▶ **ACTIVITY**: Below are the entries; give again exactly the lines from the one mentioning "One point belongs to each instance of the eroded" through the one mentioning "[[72, 121], [361, 88]]", inclusive.

▶ **Region pointing data**:

-.-.-

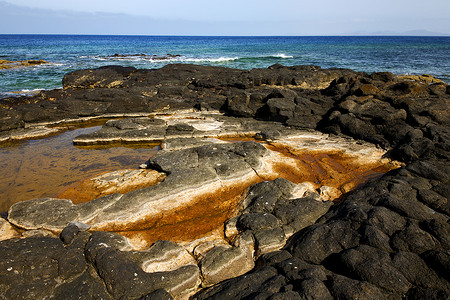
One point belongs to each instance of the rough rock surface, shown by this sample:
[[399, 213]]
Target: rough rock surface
[[386, 239]]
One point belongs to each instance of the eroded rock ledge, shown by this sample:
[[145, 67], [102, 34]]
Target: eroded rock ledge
[[386, 239]]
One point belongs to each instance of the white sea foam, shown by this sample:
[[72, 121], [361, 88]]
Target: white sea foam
[[25, 92], [282, 55], [220, 59], [161, 59]]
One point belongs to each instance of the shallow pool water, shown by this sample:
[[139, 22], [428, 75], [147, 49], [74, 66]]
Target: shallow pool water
[[46, 167]]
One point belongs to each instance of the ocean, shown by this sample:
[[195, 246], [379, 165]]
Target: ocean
[[66, 53]]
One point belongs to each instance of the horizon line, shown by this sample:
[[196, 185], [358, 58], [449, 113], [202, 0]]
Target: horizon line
[[200, 35]]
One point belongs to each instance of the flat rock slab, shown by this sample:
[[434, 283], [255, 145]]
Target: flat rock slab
[[386, 239]]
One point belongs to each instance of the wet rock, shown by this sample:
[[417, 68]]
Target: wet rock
[[257, 221], [300, 213], [413, 239], [374, 266], [267, 240], [125, 279], [108, 76], [34, 268], [239, 287], [317, 242], [162, 256], [313, 289], [342, 287], [223, 263], [7, 231]]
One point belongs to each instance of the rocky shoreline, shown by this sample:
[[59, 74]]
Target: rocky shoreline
[[260, 226]]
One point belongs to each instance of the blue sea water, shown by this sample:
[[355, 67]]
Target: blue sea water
[[399, 55]]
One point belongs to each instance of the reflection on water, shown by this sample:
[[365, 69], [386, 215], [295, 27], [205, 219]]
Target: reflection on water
[[46, 167]]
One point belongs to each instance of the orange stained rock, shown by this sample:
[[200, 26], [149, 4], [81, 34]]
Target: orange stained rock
[[333, 168], [182, 224], [209, 211], [122, 181]]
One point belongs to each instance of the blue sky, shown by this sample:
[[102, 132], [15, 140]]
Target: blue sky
[[232, 17]]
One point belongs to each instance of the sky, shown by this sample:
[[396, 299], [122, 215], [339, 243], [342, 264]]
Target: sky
[[232, 17]]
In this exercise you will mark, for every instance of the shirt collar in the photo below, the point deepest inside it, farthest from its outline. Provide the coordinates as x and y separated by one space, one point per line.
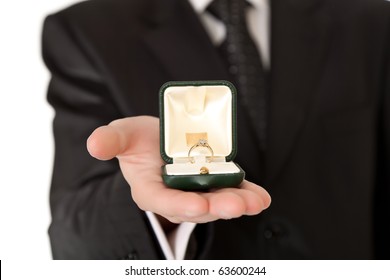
201 5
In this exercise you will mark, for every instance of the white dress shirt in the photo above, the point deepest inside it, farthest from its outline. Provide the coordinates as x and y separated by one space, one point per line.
174 246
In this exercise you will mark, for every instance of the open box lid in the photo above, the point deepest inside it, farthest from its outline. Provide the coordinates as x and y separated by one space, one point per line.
191 111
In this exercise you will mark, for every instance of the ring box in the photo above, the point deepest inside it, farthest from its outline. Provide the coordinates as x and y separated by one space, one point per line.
198 136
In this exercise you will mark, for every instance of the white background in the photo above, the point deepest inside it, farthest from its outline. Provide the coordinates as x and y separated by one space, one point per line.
26 141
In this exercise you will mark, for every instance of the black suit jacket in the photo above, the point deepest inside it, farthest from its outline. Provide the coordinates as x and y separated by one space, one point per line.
327 159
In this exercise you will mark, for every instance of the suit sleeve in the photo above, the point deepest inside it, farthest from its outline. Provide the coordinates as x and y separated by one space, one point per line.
382 202
93 214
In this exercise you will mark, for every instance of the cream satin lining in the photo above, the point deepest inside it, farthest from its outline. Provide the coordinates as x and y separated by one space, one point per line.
198 109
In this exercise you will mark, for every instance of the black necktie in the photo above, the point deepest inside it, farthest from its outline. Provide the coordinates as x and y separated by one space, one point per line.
243 61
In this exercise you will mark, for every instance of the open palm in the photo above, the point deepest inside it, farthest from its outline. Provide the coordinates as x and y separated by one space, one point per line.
135 142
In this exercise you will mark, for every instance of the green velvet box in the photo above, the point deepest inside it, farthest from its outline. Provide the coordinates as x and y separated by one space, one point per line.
198 135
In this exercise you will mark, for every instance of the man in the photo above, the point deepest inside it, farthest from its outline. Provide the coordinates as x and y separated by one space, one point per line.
326 162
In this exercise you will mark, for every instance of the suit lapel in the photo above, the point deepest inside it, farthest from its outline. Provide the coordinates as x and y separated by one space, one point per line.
299 44
183 48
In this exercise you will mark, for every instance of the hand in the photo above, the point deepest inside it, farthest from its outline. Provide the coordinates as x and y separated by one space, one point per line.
135 142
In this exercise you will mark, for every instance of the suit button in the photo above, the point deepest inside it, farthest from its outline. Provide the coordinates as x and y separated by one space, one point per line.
273 231
132 256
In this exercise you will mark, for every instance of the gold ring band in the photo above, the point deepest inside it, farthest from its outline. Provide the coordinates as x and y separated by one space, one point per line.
204 144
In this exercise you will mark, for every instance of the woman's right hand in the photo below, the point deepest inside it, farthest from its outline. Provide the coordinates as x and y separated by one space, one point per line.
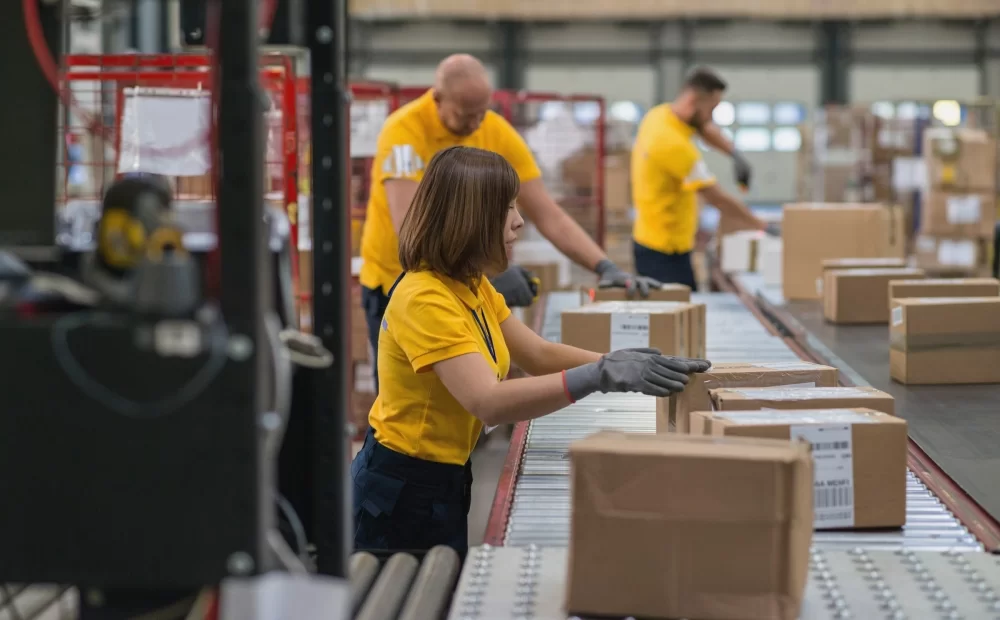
633 370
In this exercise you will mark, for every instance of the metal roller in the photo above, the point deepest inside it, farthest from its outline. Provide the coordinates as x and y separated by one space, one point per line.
540 506
362 573
390 589
433 587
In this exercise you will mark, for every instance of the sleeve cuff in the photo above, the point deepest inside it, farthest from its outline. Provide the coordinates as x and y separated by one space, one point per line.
700 184
423 362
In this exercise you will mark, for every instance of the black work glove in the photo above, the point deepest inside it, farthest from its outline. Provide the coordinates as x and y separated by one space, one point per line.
633 370
610 276
741 169
516 287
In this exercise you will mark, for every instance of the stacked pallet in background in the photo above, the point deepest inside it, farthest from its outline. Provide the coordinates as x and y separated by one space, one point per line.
958 206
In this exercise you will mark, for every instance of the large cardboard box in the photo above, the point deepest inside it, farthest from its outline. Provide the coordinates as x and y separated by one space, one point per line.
859 458
752 399
958 214
672 414
945 340
812 233
668 526
944 287
891 262
859 296
960 159
613 325
667 292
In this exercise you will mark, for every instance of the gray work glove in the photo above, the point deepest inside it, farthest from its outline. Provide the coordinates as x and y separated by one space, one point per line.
633 370
516 286
610 276
741 170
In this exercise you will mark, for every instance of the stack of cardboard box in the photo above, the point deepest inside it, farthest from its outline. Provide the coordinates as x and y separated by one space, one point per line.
958 206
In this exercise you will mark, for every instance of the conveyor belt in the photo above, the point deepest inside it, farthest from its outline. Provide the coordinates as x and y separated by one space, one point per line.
539 508
957 426
529 582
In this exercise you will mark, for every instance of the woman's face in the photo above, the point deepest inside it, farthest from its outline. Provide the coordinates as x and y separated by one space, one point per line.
514 224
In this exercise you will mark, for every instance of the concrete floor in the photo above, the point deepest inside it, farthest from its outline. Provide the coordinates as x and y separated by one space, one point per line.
487 462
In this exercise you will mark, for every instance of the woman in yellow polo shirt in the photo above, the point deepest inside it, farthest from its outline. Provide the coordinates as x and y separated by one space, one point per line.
446 343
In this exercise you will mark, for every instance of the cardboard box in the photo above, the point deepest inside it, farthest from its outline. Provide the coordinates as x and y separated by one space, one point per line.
668 292
667 526
739 251
944 287
859 459
812 233
958 214
752 399
945 340
857 263
859 296
971 165
959 256
613 325
769 260
672 414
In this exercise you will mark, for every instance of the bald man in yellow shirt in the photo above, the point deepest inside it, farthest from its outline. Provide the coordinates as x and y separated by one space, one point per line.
456 112
669 178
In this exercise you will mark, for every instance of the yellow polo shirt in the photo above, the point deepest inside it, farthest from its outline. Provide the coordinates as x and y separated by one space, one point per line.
429 320
410 137
667 172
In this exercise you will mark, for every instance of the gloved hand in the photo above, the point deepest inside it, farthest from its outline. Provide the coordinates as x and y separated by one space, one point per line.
741 170
610 276
633 370
516 287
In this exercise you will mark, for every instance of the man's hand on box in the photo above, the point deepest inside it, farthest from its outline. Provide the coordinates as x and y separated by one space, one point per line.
610 276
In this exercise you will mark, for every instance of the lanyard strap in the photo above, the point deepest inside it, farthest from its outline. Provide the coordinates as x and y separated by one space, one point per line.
484 329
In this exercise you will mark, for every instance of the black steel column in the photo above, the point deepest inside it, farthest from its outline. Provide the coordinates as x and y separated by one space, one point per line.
834 61
326 34
510 55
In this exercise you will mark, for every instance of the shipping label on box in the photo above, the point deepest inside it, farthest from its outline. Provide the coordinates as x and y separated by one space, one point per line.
672 414
614 325
693 500
944 287
945 340
745 399
848 445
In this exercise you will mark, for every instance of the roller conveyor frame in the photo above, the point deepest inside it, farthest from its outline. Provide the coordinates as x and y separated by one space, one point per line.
939 489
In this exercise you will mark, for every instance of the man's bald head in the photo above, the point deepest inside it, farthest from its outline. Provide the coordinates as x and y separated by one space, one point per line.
462 92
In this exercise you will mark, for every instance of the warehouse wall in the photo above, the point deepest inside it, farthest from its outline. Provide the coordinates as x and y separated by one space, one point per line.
764 63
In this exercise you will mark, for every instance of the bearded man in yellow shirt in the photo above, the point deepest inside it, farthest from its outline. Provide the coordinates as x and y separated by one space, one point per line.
456 112
669 177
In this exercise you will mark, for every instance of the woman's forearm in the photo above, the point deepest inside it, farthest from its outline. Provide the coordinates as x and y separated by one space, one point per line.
518 400
554 357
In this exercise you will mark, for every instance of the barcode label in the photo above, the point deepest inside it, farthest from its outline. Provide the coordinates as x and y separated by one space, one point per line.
831 445
833 468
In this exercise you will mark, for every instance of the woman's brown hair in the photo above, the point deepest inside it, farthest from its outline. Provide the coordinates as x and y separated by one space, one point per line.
455 224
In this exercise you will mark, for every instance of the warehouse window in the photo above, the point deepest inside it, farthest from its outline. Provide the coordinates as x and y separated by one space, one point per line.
787 139
753 139
884 109
789 113
724 114
753 113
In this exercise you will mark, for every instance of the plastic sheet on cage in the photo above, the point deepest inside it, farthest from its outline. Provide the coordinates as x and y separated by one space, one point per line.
367 118
555 138
165 131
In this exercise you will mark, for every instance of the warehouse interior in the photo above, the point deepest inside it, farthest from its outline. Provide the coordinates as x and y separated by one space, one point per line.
188 452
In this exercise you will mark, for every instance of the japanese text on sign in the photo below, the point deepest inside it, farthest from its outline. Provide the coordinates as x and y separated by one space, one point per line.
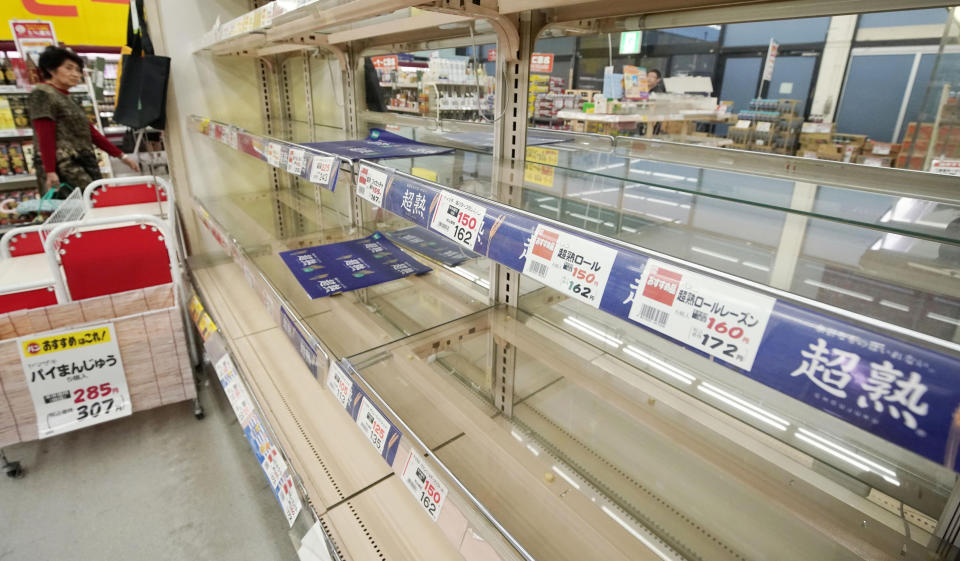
75 378
236 392
722 320
386 62
373 424
424 485
289 499
541 63
539 174
273 154
296 161
321 170
340 385
459 219
570 264
371 184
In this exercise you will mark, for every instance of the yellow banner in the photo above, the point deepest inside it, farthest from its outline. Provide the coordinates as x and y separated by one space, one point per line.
538 174
66 341
101 23
549 156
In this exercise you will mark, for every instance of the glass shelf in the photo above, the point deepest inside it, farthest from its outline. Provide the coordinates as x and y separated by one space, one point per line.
266 223
611 432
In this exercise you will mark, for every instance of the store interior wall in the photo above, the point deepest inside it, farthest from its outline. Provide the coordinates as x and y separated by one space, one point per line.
202 85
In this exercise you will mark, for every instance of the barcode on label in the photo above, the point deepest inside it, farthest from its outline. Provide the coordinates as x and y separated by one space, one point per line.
653 315
538 269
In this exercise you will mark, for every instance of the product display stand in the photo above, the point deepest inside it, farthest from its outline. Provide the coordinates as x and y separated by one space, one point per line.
557 397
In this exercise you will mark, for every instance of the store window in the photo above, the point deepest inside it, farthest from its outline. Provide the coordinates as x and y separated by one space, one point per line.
850 88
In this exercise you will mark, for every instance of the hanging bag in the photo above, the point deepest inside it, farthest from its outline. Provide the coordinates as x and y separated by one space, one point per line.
142 96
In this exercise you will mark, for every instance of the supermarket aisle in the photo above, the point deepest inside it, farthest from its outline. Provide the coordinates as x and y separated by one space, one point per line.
158 485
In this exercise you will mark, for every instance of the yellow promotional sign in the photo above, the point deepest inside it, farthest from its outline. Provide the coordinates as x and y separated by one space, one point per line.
549 156
66 341
538 174
101 23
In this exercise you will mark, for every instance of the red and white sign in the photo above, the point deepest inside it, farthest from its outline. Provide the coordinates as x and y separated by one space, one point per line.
720 319
946 167
371 184
423 485
340 385
576 267
772 51
458 219
541 63
386 62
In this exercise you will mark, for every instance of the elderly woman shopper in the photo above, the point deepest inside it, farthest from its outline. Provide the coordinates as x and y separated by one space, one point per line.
63 136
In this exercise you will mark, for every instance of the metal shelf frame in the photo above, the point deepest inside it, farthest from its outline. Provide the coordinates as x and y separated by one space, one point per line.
515 26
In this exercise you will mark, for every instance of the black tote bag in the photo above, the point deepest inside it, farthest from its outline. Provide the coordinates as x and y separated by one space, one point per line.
142 96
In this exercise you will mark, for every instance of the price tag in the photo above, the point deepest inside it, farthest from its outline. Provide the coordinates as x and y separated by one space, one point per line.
570 264
374 425
720 319
236 392
271 461
266 15
289 499
321 169
340 385
371 184
75 378
458 219
424 485
296 161
273 154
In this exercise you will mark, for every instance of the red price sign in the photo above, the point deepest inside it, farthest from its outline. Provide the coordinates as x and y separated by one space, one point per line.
541 63
339 385
386 62
423 485
374 425
459 219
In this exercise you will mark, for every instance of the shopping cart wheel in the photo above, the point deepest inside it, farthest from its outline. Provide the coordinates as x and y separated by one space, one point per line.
13 470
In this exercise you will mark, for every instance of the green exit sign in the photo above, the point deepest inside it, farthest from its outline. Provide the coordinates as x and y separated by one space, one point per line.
630 42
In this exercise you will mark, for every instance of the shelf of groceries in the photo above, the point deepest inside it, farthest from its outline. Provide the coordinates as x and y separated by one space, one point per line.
741 389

-.-.-

▶ **EXERCISE RESULT**:
One point belongs to each instance of the eroded rock ledge, shown by this sample:
[[145, 67], [102, 34]]
Target: eroded rock ledge
[[386, 239]]
One point belongs to each instance of the white sea foam, shown by this sample:
[[72, 121], [361, 88]]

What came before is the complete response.